TASK DESCRIPTION.
Using the restaurant review, explain why the puerco al pastor torta burst with roasted pork flavor.

____ SELECTED PASSAGE

Few restaurants face the double-edged sword of expectation confronting Paco’s Mexican Cuisine.
Since its roots are in Paco & John Mexican Diner — one of Fort Worth’s most beloved, discreet gems of a Mexican restaurant, which closed in 2015 — it has a built-in fan base expecting great things from the successor.
Well, rest easy, all you Paco & John fans.
The 2-month-old Paco’s Mexican Cuisine not only revives a few of the hybrid marriages of Mexican and French tastes that planted Paco & John on the local culinary map, but it also delivers a series of highly refined jaunts into the best of Mexican cooking.
The key to Paco’s Mexican Cuisine’s success is continuity: Francisco Islas, who co-owned Paco & John with Bernard Tronche, the owner of Saint-Emilion (where Islas worked for 21 years), started Paco’s Mexican Cuisine after ending a seven-year run with Paco & John. Along with his wife, Bertha, the restaurant’s sauce mastermind, and his 22-year-old son, Francisco “Paco” Islas, who charmingly mans the front of the house, they moved into the West Magnolia space formerly occupied by Temaki Sushi and Nha Trang Vietnamese Cuisine.
The owners could have double-parked while staging their move-in, which took all of 2 1/2 weeks. They speedily adopted all of Nha Trang’s interior furnishings, down to the pale avocado wall color.
Paco’s Mexican Cuisine embraces the culinary heritage of Mexico’s Hidalgo province, specifically the city of Pachuca. Around the Hidalgo hearth, you’ll find a fervent love of the empanada and tlacoyos, the Aztec name for a tamale-like vessel made from homemade masa. Paco’s Mexican larder boasts cilantro, chorizo, duck and pork, green and red moles, onion, black beans, sour cream, and such cheeses as soft Chihuahua, queso fresco or the harder cotija.
Over the course of a single lunch, supplemented by a few select items from a recently debuted dinner menu, Paco’s proved to be one of Fort Worth’s most authentic purveyors of unpretentiously sophisticated Mexican dining.
And what better way to prove its bona fides than with a warming bowl of poblano-queso soup ($5.95), with poblano peppers augmented by strips of ripened avocado, playing off slices of roasted chicken and topped with snappy tortilla strips.
The dinner starter that immediately echoed the Franco-Mexican marriage often witnessed at Paco & John was the snail crepes ($6.95). Carefully chopped snails were tucked deep into a “crepe” envelope and floated in a shallow pool of scallion-colored, garlic-suffused oil.
The puerco al pastor torta ($7.95) was the kind of hulking sandwich that could easily feed two roamers at a boisterous street festival. The sandwich all but detonated with roasted pork flavor — no wonder, considering that the meat spent the night in a pineapple and onion bath.
The lunchtime shrimp enchilada plate ($9.95) led with perfectly cooked small shrimp, propelled by the slight heat from a tomatillo sauce, all stuffed into two large crescent-shaped enchiladas. The shrimp held the extra-spice trump card of being marinated in a diablo sauce ignited by a firecracker-small chile de arbol.
Paco’s mussels ($21.95) combined the French love for anything mussels with such Mexican touches as tequila, dabs of pico de gallo, the slight fire of cayenne pepper, paprika and a dash of Tapatio hot sauce (a sassier cousin of Tabasco). Honestly, as well-executed as the mussels were, they were bit players to the intoxicating, briny-flavored broth.

________
____ STUDY MATERIAL

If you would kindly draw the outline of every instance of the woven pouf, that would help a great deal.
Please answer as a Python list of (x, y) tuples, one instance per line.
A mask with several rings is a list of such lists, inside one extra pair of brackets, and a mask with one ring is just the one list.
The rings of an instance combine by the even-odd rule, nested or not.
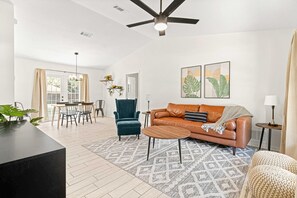
[(249, 171), (249, 188), (256, 198), (294, 198), (296, 175), (276, 166), (258, 165)]
[(287, 155), (272, 151), (258, 151), (253, 155), (251, 168), (258, 165), (271, 165), (297, 174), (297, 161)]

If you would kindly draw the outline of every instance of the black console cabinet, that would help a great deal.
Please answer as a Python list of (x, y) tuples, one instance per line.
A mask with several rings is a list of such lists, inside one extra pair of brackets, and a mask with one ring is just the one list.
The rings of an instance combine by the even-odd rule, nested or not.
[(65, 198), (65, 147), (30, 123), (0, 125), (0, 197)]

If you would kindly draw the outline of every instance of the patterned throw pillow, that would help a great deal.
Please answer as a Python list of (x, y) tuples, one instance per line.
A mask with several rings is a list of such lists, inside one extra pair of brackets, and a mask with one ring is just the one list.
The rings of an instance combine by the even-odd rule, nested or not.
[(190, 120), (194, 122), (206, 122), (207, 121), (207, 112), (185, 112), (185, 120)]

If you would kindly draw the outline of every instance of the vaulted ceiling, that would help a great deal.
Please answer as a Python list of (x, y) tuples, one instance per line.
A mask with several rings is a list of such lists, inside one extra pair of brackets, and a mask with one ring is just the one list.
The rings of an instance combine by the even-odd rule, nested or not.
[[(126, 27), (152, 19), (129, 0), (11, 1), (17, 19), (17, 56), (73, 65), (78, 51), (79, 66), (97, 68), (112, 65), (155, 39), (297, 27), (296, 0), (186, 0), (172, 16), (200, 21), (169, 24), (165, 37), (158, 36), (153, 24)], [(163, 8), (172, 1), (163, 0)], [(159, 12), (159, 0), (143, 2)]]

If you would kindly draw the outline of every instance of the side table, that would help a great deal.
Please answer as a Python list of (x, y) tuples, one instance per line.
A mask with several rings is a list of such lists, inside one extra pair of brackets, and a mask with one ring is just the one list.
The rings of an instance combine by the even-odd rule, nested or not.
[(268, 125), (267, 123), (257, 123), (257, 127), (262, 128), (262, 133), (261, 133), (261, 139), (260, 139), (260, 145), (259, 149), (261, 149), (262, 141), (263, 141), (263, 136), (264, 136), (264, 131), (265, 129), (268, 129), (268, 150), (270, 151), (270, 145), (271, 145), (271, 130), (282, 130), (282, 125), (277, 125), (277, 126), (272, 126)]
[(146, 127), (148, 127), (148, 121), (149, 121), (149, 117), (151, 115), (151, 112), (150, 111), (144, 111), (144, 112), (142, 112), (142, 114), (144, 114), (144, 125), (143, 125), (143, 128), (146, 128)]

________

ANSWER BOX.
The pork spent the night marinating in a pineapple and onion bath. That overnight soak is why the sandwich "all but detonated with roasted pork flavor."